_Brano:_
============================================================

Sebbene “il suo ruolo è nonostante tutto necessario” (Aulagnier, La violenza dell’interpretazione, 1975), il padre ha ricevuto, per molto tempo, scarsa attenzione nell’ambito della letteratura e della ricerca contemporanea, tanto da essere chiamato il “genitore dimenticato della teoria psicoanalitica” (Ross, Fathering. A review of some psychoanalytic contributions on paternity, 1979).
Per quanto, infatti, si parli in generale di figura parentale, la teoria psicoanalitica dello sviluppo precoce ha tradizionalmente posto maggiore enfasi sulla madre o sul punto di vista infantile. Di conseguenza, può risultare difficile definire la funzione paterna nell’allevamento e ancor di più nella costituzione dell’identità di genere (terreno, questo, che non gode ancora di una teoria compiuta), benché a partire dal processo di scena primaria e poi dall’Edipo, il padre, come terzo, svolga un ruolo strutturante nel processo di separazione-individuazione di entrambi i generi sessuali.
Anche i più recenti studi sul genere femminile hanno prestato maggior attenzione alla relazione primaria madre-figlia, nel continuo gioco identificatorio di allontanamento e vicinanza. La figura paterna rimane sullo sfondo, anche se è universalmente riconosciuto che il padre compare nella vita del/la figlio/a molto precocemente e in modo non semplice o privo di conseguenze.

============================================================

[Righe del dataset]
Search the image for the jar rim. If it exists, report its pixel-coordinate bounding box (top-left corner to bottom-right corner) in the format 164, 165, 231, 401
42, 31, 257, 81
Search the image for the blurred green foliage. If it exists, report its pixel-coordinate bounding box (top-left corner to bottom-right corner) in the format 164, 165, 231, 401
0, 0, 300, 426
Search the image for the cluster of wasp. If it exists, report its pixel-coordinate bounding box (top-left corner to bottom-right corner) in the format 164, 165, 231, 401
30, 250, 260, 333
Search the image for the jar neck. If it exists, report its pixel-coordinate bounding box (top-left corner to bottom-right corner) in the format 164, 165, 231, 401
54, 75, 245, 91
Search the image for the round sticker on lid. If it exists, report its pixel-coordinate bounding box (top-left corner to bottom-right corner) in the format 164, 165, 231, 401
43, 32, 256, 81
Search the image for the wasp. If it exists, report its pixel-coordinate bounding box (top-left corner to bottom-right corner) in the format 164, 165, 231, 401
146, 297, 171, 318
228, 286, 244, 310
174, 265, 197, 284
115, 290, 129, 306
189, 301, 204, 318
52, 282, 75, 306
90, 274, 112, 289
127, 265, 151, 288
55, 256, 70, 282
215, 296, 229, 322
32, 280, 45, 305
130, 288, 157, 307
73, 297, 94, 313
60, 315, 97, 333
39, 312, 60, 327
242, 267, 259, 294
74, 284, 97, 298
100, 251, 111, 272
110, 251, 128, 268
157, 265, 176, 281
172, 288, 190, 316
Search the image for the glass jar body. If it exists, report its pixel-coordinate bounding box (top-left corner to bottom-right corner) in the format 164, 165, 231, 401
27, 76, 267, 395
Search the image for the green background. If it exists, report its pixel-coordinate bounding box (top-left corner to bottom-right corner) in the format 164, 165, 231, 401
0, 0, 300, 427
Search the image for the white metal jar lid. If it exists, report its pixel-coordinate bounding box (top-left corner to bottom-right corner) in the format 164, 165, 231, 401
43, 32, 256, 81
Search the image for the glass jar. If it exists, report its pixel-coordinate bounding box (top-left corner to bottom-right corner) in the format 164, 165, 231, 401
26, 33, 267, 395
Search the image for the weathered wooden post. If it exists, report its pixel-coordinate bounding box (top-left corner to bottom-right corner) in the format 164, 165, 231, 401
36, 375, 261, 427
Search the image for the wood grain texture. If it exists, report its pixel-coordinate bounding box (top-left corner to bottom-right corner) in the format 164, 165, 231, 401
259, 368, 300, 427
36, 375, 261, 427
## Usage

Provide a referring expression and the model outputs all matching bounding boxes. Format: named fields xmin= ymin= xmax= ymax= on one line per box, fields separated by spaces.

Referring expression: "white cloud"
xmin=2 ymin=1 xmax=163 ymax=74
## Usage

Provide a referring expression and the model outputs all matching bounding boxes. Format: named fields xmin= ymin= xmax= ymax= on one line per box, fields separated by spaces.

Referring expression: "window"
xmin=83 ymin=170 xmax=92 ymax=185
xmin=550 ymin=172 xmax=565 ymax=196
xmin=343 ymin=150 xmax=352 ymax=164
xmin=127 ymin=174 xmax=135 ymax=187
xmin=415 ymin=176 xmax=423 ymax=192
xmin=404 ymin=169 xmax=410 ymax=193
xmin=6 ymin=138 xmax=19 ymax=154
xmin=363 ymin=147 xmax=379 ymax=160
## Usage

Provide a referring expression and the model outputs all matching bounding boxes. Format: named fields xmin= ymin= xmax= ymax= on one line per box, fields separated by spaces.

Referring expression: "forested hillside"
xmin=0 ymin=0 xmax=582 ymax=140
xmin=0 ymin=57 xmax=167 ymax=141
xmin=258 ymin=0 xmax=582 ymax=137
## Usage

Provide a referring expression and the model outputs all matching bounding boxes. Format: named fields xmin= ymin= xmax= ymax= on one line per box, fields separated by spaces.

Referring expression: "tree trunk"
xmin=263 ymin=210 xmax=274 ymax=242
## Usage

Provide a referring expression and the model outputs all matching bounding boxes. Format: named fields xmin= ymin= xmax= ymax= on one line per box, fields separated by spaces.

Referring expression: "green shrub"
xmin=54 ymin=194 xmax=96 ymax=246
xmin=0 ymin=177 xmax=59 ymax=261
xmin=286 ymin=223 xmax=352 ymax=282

============================================================

_Consegna 1:_
Elenchi, nell'ordine in cui compaiono, tutti gli avverbi in -mente contenuti nel brano sulla figura paterna.
_Consegna 2:_
Ripeta fedelmente i record, dall'inizio fino alla riga che contiene "172, 288, 190, 316", quest'ultima compresa.

_Risposta corretta 1:_
tradizionalmente, universalmente, precocemente

_Risposta corretta 2:_
Search the image for the jar rim. If it exists, report its pixel-coordinate bounding box (top-left corner to bottom-right corner) in the format 164, 165, 231, 401
42, 31, 257, 81
Search the image for the blurred green foliage. If it exists, report its pixel-coordinate bounding box (top-left corner to bottom-right corner) in the format 164, 165, 231, 401
0, 0, 300, 426
Search the image for the cluster of wasp. If it exists, report its pixel-coordinate bounding box (top-left corner to bottom-right corner) in the format 164, 165, 231, 401
30, 250, 260, 333
Search the image for the jar neck. If it exists, report its pixel-coordinate bounding box (top-left corner to bottom-right corner) in the format 164, 165, 231, 401
54, 75, 245, 91
Search the image for the round sticker on lid. If it exists, report its pixel-coordinate bounding box (top-left corner to bottom-right corner) in the format 164, 165, 231, 401
43, 32, 256, 81
Search the image for the wasp. If it exists, report its pixel-coordinate bounding box (top-left corner to bottom-right corner) in the format 164, 165, 231, 401
146, 297, 171, 318
228, 286, 244, 310
174, 265, 197, 284
115, 290, 129, 306
189, 301, 204, 318
52, 282, 75, 306
90, 274, 112, 289
127, 265, 151, 288
55, 256, 70, 282
215, 296, 229, 322
32, 280, 45, 305
130, 288, 157, 307
73, 297, 94, 313
60, 315, 97, 333
39, 312, 60, 327
242, 267, 259, 294
74, 284, 97, 298
100, 251, 111, 272
110, 251, 128, 268
157, 265, 176, 281
172, 288, 190, 316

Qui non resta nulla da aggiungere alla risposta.